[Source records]

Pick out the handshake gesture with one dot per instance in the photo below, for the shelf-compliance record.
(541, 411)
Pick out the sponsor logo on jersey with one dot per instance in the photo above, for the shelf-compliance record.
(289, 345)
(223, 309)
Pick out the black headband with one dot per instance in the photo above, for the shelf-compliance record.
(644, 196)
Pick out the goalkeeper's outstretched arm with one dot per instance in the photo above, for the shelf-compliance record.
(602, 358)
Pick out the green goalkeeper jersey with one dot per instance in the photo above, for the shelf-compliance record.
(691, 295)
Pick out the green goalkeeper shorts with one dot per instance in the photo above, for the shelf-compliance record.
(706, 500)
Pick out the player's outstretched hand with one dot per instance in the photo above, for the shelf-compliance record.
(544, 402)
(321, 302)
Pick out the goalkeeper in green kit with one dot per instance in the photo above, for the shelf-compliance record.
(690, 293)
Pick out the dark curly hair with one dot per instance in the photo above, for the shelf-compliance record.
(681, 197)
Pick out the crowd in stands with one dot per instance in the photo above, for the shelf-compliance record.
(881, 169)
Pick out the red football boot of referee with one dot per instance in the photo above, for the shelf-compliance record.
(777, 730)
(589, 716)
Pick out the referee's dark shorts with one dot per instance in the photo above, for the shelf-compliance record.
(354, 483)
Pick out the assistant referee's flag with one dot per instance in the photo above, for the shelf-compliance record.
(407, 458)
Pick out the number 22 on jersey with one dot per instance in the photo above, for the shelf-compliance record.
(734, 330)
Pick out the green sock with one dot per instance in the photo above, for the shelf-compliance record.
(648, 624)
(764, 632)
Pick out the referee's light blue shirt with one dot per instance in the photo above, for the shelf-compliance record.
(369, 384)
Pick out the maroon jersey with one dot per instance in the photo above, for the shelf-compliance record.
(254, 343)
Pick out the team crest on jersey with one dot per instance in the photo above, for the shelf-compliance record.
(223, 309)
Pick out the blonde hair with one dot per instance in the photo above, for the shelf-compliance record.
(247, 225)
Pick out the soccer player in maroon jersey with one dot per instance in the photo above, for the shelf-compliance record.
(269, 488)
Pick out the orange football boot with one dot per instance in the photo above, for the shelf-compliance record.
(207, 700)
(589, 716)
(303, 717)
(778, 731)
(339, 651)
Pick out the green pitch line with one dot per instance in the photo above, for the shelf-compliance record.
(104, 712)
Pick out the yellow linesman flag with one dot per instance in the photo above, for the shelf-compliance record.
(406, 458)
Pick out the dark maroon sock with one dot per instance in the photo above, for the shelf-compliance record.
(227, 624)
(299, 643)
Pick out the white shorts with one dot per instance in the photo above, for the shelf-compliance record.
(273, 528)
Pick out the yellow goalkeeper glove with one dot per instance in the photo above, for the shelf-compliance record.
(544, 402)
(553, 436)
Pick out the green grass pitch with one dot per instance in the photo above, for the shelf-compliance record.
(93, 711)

Exercise details>
Nothing in the records above may be left out when you repeat them exactly.

Answer space>
Pick out the handshake gesture with one dot per instance in the photo below, for the shelf-compliance record.
(541, 411)
Pick out the sponsor logo on jersey with one dot per instance in the photo above, for the shelf-compliance record.
(289, 345)
(223, 309)
Pick out the black headband with one dot per instance in the photo above, for the shelf-compliance record.
(644, 196)
Pick out the goalkeeper's outstretched arm with one dot per instance in the photo above, for the shelf-compliance record.
(602, 358)
Pick out the green goalkeeper jersey with one dot per instance in the photo above, for the shelf-compliance record.
(691, 295)
Pick out the green goalkeeper shorts with one dot per instance in the photo above, for the shelf-compliance record.
(706, 500)
Pick out the player's outstretched hand with one dot per instance in the photo above, for the shelf-compliance record.
(544, 402)
(321, 302)
Pick out the goalkeeper in green kit with one dot per instance in the photo above, for the shelf-compliance record.
(690, 293)
Pick out the dark curly hair with one dot per instance in the photo above, for the shelf-compliance record.
(681, 197)
Pick out the crowd in stands with one dot per instance in the photo above, for the shelf-compliance record.
(881, 169)
Pick out the red football boot of referee with one dot per instance in the photo above, for the shelf-compliance record.
(777, 730)
(589, 716)
Pick out the referee's dark shorts with one dot per instance in the photo above, for the shelf-compliance record.
(354, 483)
Pick out the assistant referee's flag with one dot per instance in the photo above, for the shelf-compliance record.
(407, 458)
Pick out the number 22 on jersey with one dot per instance in the photo above, for the shelf-compliance record.
(734, 330)
Pick out the green sock with one dot per instance in the photo above, for the shelf-compliance record.
(648, 624)
(764, 632)
Pick out the referee's light blue shirt with one dot per instance in the photo above, for the shelf-compliance record.
(369, 384)
Pick out the maroon jersey with one dot per instance in the photo above, for the shelf-compliance record.
(254, 343)
Pick out the team crest on jersey with one dot per instance in the photo above, for the shelf-compliance record.
(223, 309)
Pick out the blonde hair with one dot per instance in the photo above, for the shelf-compliance record.
(247, 225)
Pick out the soccer player in maroon jersey with one dot per instance in the photo above, for the shelf-compliance record.
(269, 488)
Pick out the orange football boot with one dot per instance in the photo above, for the shelf-compliance record.
(207, 700)
(589, 716)
(303, 717)
(778, 731)
(339, 651)
Pick out the green pitch line with one dot per instance in the photo above, for the shelf-compliance record.
(104, 712)
Pick out the yellow linesman flag with one dot per instance in the photo above, for the shelf-compliance record.
(406, 458)
Pick out the dark maroon sock with one dot per instance in the photo above, for the shelf-compliance record.
(227, 624)
(299, 643)
Pick out the white shorts with one dot per instance in the photo above, for the shelf-compliance record.
(273, 528)
Pick out the yellow goalkeeper glove with one dot per instance in the photo above, for the shelf-compliance record.
(544, 402)
(553, 436)
Pick out the green grass pitch with one dot per instance in the photo above, for the shelf-compliance record.
(93, 711)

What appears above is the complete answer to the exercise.